WHAT YOU NEED TO DO :: Could every line of the data be printed exactly as it reads?

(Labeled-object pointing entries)
____________
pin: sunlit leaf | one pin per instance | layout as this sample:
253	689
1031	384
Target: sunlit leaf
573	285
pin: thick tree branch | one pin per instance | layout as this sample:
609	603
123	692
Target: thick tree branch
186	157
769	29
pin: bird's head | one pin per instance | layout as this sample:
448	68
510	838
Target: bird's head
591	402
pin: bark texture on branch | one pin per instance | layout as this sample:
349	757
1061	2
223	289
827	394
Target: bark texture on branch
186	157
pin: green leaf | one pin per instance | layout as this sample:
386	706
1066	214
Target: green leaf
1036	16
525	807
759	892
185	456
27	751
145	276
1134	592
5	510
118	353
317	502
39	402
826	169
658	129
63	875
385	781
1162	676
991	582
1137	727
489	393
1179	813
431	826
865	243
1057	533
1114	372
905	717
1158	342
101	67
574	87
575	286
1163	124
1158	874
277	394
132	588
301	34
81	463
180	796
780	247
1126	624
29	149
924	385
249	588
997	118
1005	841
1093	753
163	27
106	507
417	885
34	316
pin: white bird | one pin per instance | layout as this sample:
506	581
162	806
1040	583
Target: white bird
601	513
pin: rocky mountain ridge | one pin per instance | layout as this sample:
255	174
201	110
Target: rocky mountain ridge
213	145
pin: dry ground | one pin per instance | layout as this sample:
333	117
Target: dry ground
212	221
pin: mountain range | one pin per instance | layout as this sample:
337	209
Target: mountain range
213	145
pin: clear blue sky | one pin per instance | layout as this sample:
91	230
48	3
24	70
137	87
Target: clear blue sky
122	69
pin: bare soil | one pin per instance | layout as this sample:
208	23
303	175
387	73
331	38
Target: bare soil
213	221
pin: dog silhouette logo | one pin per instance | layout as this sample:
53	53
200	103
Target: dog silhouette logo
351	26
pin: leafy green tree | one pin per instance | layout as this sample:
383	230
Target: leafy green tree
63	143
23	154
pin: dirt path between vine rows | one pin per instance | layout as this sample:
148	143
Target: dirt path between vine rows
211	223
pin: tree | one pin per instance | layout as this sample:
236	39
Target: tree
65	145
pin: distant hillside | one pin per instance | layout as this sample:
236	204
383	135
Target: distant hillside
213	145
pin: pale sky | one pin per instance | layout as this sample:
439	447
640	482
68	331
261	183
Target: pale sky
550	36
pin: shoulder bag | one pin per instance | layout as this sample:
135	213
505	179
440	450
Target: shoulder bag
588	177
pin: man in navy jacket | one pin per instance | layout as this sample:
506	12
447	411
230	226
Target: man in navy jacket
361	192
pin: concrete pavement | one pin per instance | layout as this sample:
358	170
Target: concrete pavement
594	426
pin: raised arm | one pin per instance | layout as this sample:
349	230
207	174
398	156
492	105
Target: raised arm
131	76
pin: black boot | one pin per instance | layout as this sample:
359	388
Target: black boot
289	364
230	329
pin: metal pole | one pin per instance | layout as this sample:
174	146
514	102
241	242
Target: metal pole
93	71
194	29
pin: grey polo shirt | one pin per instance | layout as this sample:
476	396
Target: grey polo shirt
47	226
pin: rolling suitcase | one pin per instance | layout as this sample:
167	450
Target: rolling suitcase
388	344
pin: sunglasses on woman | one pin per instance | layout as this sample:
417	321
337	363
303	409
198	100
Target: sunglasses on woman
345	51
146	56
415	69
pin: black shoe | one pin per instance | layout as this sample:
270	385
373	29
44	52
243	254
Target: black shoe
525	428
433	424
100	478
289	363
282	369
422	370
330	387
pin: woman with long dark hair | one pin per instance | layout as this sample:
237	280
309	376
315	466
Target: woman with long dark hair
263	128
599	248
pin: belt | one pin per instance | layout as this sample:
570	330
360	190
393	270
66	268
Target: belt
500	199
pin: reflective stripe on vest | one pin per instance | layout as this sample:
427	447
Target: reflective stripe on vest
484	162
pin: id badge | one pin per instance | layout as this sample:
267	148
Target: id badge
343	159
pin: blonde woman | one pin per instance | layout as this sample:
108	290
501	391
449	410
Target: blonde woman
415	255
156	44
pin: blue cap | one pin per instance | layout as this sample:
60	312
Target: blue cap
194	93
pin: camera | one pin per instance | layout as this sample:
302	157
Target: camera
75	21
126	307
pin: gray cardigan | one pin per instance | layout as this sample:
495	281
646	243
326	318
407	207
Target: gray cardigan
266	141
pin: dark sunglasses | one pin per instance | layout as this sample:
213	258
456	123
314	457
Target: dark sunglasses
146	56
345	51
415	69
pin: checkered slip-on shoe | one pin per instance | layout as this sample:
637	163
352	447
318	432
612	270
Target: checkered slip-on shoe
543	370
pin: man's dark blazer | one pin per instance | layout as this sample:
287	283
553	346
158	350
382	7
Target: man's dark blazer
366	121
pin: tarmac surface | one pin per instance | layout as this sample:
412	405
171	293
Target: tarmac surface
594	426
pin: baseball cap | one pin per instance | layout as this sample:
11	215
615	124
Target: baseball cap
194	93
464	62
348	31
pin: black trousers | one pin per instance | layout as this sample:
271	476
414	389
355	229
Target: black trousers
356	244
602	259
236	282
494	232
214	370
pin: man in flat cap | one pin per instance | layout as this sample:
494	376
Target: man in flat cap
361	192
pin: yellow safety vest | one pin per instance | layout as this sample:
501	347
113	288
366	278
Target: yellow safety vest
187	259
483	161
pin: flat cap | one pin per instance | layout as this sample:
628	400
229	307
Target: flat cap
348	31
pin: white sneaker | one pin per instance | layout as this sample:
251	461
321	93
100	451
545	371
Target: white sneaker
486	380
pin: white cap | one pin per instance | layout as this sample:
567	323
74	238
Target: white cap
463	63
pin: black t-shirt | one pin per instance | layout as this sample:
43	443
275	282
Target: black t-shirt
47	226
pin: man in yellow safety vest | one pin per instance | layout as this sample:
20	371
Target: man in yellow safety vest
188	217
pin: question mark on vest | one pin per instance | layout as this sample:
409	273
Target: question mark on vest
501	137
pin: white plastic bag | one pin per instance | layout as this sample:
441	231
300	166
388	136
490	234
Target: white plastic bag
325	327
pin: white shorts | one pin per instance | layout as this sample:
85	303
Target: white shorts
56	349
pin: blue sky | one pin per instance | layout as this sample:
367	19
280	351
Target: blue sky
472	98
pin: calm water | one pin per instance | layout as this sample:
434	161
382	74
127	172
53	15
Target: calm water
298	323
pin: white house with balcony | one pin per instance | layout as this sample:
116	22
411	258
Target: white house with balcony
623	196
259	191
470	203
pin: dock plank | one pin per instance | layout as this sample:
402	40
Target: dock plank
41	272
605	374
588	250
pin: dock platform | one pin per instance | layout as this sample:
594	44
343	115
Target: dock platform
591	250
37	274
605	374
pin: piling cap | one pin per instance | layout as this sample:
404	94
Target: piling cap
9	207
____________
EXERCISE OUTPUT ::
pin: sunlit leaf | one pin per instance | layout as this sample:
253	689
1031	384
Target: sunlit leaf
573	285
pin: thick tree branch | one pin per instance | layout as this sample:
609	603
123	692
Target: thick tree branch
186	157
769	29
pin: bird's head | one pin per instance | layout as this sample:
448	68
510	838
Target: bird's head
591	402
pin: bark texture on branch | one pin per instance | layout as this sample:
349	757
1061	2
223	289
827	394
Target: bark texture on branch
186	157
pin: green leaf | one pin per instance | layout as this sample:
386	706
1066	214
Target: green leaf
1036	16
525	807
759	892
185	456
27	751
145	276
1134	592
5	510
118	353
317	502
39	402
826	169
658	129
63	875
385	781
1162	676
991	582
1137	727
489	393
1179	813
431	826
865	243
1057	533
1114	372
905	717
1158	342
101	67
574	87
575	286
1163	124
1158	874
277	394
132	588
301	34
81	463
180	796
780	247
1126	624
29	149
924	385
249	588
997	118
1005	841
1093	753
163	27
106	507
417	885
34	316
pin: white bird | one pin per instance | layout as this sample:
506	581
162	806
1040	583
Target: white bird
601	513
pin: rocky mountain ridge | one pin per instance | layout as this sample:
255	174
201	110
Target: rocky mountain ridge
213	145
pin: dry ground | one pin per instance | layout as this sample:
333	117
Target: dry ground
212	221
pin: mountain range | one pin per instance | layout as this sample:
337	209
Target: mountain range
213	145
pin: clear blue sky | one pin per instance | layout as this sample:
91	230
48	3
24	70
137	87
Target: clear blue sky
122	69
pin: bare soil | one pin per instance | layout as this sample:
208	23
303	175
387	73
331	38
Target: bare soil
213	221
pin: dog silhouette logo | one pin per instance | layout as this sample:
53	53
200	103
Target: dog silhouette logo
351	26
pin: leafy green tree | one pin per instance | layout as this sample:
383	230
Target: leafy green tree
63	143
23	154
pin: dirt path between vine rows | one pin per instance | layout as this sample:
148	143
Target: dirt path between vine rows
211	223
pin: tree | one pin per instance | layout as this sample:
236	39
Target: tree
65	145
pin: distant hillside | one pin per instance | layout as this sample:
236	204
383	135
Target: distant hillside
213	145
pin: pale sky | one pin per instance | layout as this sample:
439	447
640	482
68	331
261	183
Target: pale sky
550	36
pin: shoulder bag | one pin per instance | layout as this sample:
135	213
505	179
440	450
Target: shoulder bag
588	177
pin: man in navy jacket | one pin per instance | layout as this sample:
506	12
447	411
230	226
Target: man in navy jacket
361	192
pin: concrete pavement | one pin per instance | layout as this sample:
358	170
Target: concrete pavement
594	426
pin: raised arm | one pin per instance | layout as this sample:
349	230
207	174
398	156
492	105
Target: raised arm
131	76
pin: black boot | one pin per instance | layout as this sample:
359	388
Target: black boot
289	364
230	329
pin: metal pole | one pin per instance | layout as this sample:
174	146
514	102
241	242
Target: metal pole
93	71
194	29
pin: grey polo shirt | one pin per instance | layout as this sample:
476	396
Target: grey polo shirt
47	226
pin: rolling suitcase | one pin per instance | layout as this sample:
167	450
Target: rolling suitcase
388	344
pin: sunglasses on woman | one pin per instance | layout as this sample:
417	321
337	363
303	409
198	100
Target: sunglasses on woman
345	51
146	56
415	69
pin: black shoe | one pin per instance | layout as this sample:
270	385
373	29
44	52
243	254
Target: black shoe
525	428
433	424
100	478
289	363
282	369
422	370
330	387
pin: woman with long dark hair | one pin per instance | layout as this sample:
237	280
309	376
315	466
Target: woman with long dark hair
263	128
599	248
pin: belt | one pin per instance | layout as this sample:
570	330
360	190
393	270
66	268
Target: belt
500	199
pin: reflective stripe on vest | one pin per instance | layout as this sample:
427	447
Target: reflective stripe on vest
484	162
pin: id badge | one pin per instance | layout as this sample:
267	148
Target: id badge
343	159
pin: blonde woman | one pin per instance | layout as this sample:
108	290
501	391
449	410
Target: blonde woman
415	255
156	44
pin: blue cap | one pin per instance | layout as this sample:
60	312
Target: blue cap
194	93
pin: camera | one pin per instance | layout as this sample:
302	157
Target: camera
75	21
126	307
pin: gray cardigan | one pin per instance | layout as this sample:
495	281
646	243
326	318
407	207
Target: gray cardigan
266	141
pin: dark sunglasses | one pin per instance | layout as this sample:
213	258
456	123
314	457
Target: dark sunglasses
146	56
345	51
415	69
pin: checkered slip-on shoe | one pin per instance | layout as this sample:
637	163
352	447
318	432
612	270
Target: checkered slip-on shoe
543	370
pin: man's dark blazer | one pin per instance | layout as this sample:
287	283
553	346
158	350
382	7
Target: man's dark blazer
366	121
pin: tarmac surface | one pin per instance | layout as this sample:
412	405
171	293
Target: tarmac surface
594	426
pin: baseball cap | one pin per instance | layout as this sample:
11	215
615	124
Target: baseball cap
194	93
464	62
348	31
pin: black trousers | one pin per instance | layout as this sample:
271	476
414	389
355	229
Target: black trousers
356	244
602	259
236	282
494	232
214	370
pin: man in flat cap | one pin per instance | layout as this sample:
494	376
Target: man in flat cap
361	192
pin: yellow safety vest | one pin per instance | layout as this sample:
501	347
113	288
366	278
Target: yellow safety vest
187	259
483	161
pin: flat cap | one pin per instance | layout as this sample:
628	400
229	307
Target: flat cap
348	31
pin: white sneaker | one pin per instance | layout as this sample:
251	461
321	93
100	451
545	371
Target: white sneaker
486	380
pin: white cap | one pin per instance | layout as this sample:
567	323
74	238
Target: white cap
463	63
pin: black t-shirt | one pin per instance | layout as this sample:
43	443
275	282
Target: black t-shirt
47	226
pin: man in yellow safety vest | one pin per instance | layout as this sample:
20	371
Target: man in yellow safety vest
188	217
pin: question mark on vest | one pin per instance | layout as this sample:
409	273
Target: question mark on vest
501	137
pin: white plastic bag | one pin per instance | layout as this sample:
441	231
300	166
388	136
490	234
Target: white plastic bag
325	327
pin: white shorts | one pin per instance | layout as this sample:
85	303
Target: white shorts
56	349
pin: blue sky | one pin per instance | layout as this sample:
367	19
280	351
Target: blue sky
472	98
pin: calm water | one pin per instance | layout as this sample:
434	161
382	74
127	172
53	15
Target: calm water
298	323
pin: white house with balcony | one pin per instance | layout as this sample:
116	22
411	258
Target: white house with balcony
623	196
259	191
470	203
pin: dock plank | one pin per instance | layout as this sample:
402	40
Target: dock plank
41	272
605	374
588	250
pin: dock platform | one pin per instance | layout as this sample:
594	44
343	115
Target: dock platform
591	250
37	274
605	374
pin: piling cap | one pin per instance | layout as this sample:
404	94
Target: piling cap
9	207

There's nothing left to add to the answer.